[課題]:
1/ 本文にある『仮想通貨が「流出」するとは、仮想通貨が不正に盗まれることを指します。』という一文を英語に訳してください。
2/ 本文から、「仮想通貨が「流出」するとは、」を含む言葉で始まり「しまい、盗まれてしまいます。」で終わる部分を、一字一句変えずに書き写してください。

[本文]:
#####

なぜ仮想通貨は流出するか?日本では4度目の流出、身を守る手段は?

2019年7月12日、仮想通貨交換所「BITPoint」から時価35億円相当の仮想通貨が流出したと報道されました。それにしても、実体のない仮想通貨が流出するとはどういうことなのでしょう?本日は仮想通貨の流出とはどういうことなのか、またその原因についての話題です。

仮想通貨の「流出」とは?

仮想通貨が「流出」するとは、仮想通貨が不正に盗まれることを指します。もし銀行で例えるのであれば、銀行に強盗が入って、預けていたお金が盗まれてしまうということです。

仮想通貨取引の仕組み

仮想通貨を取引する際には、「秘密鍵」と呼ばれる特別な英数字が必要となります。「秘密鍵」は口座ごとに発行されており、この「秘密鍵」を使うことで仮想通貨を別の口座へ移動させることができます。そのため、この「秘密鍵」が他人に知られてしまうと、他人が仮想通貨を自由に送金できるようになってしまい、盗まれてしまいます。

つまり、仮想通貨が「流出」してしまうということは、この「秘密鍵」が意図せず他人に知られてしまうことが原因です。通常ではこの「秘密鍵」は他者にはわからないように厳重に管理されているのですが、何らかの方法で悪意のある他者に渡ってしまうと仮想通貨が知らぬ間に別の口座へ移されてしまうのです。

#####

[提供情報]:
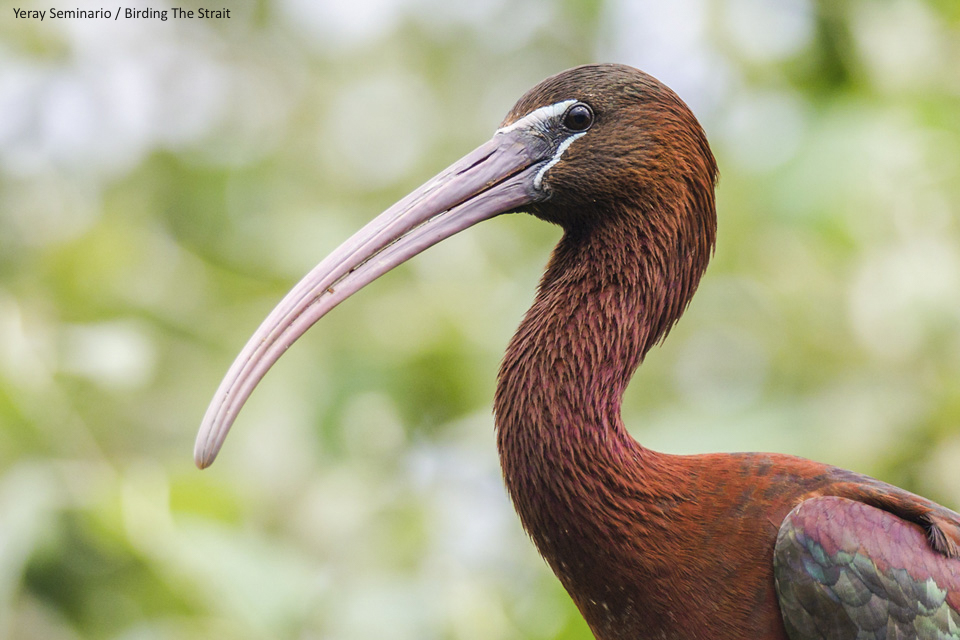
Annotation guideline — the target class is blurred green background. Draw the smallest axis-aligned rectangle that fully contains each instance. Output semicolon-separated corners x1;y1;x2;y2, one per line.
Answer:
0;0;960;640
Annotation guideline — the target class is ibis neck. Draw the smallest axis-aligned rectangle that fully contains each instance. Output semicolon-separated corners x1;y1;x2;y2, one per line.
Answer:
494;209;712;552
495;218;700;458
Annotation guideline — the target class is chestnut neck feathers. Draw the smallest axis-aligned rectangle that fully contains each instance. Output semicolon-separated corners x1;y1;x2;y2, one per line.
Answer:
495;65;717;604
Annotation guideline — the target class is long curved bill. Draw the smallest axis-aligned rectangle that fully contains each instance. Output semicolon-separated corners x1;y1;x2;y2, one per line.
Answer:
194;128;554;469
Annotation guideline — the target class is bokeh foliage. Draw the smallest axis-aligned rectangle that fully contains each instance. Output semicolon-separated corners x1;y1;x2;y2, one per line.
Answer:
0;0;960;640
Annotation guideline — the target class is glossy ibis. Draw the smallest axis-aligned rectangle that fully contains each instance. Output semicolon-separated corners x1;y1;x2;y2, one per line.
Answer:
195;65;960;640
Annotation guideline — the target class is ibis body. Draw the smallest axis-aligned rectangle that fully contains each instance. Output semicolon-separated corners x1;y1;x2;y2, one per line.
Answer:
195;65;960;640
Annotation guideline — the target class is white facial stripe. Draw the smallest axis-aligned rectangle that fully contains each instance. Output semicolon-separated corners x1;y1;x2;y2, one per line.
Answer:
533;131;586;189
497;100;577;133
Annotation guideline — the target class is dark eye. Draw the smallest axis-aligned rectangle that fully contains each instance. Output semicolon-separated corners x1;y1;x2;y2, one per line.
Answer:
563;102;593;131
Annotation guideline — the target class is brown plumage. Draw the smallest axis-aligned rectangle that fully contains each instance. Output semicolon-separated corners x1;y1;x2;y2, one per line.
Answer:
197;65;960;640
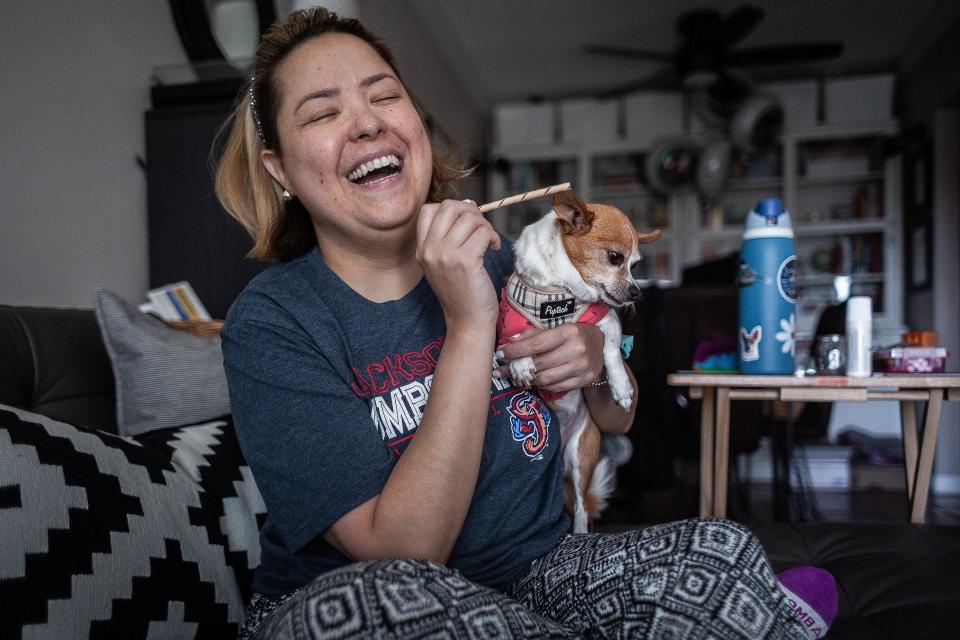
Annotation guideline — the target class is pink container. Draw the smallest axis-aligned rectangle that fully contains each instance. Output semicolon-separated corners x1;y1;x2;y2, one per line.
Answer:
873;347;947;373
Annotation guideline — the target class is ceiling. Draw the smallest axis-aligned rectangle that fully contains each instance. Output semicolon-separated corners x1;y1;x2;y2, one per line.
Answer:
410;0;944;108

#####

[解答]:
1/ A cryptocurrency "leak" means that cryptocurrency is stolen illicitly.

2/
仮想通貨が「流出」するとは、仮想通貨が不正に盗まれることを指します。もし銀行で例えるのであれば、銀行に強盗が入って、預けていたお金が盗まれてしまうということです。

仮想通貨取引の仕組み

仮想通貨を取引する際には、「秘密鍵」と呼ばれる特別な英数字が必要となります。「秘密鍵」は口座ごとに発行されており、この「秘密鍵」を使うことで仮想通貨を別の口座へ移動させることができます。そのため、この「秘密鍵」が他人に知られてしまうと、他人が仮想通貨を自由に送金できるようになってしまい、盗まれてしまいます。